Given task. Copy out the rows below word for word.

Given data.
%%

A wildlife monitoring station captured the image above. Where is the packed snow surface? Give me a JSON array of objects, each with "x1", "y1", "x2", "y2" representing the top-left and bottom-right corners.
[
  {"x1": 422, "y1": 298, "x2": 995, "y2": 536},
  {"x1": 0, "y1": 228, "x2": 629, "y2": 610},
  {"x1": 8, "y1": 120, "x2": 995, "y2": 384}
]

%%

Worked answer.
A wildlife monitoring station captured the image above. Where is the packed snow surface? Give me a JSON array of objects, each with "x1", "y1", "x2", "y2" representing the top-left and bottom-right corners.
[
  {"x1": 422, "y1": 298, "x2": 995, "y2": 536},
  {"x1": 0, "y1": 228, "x2": 629, "y2": 610},
  {"x1": 8, "y1": 120, "x2": 995, "y2": 384}
]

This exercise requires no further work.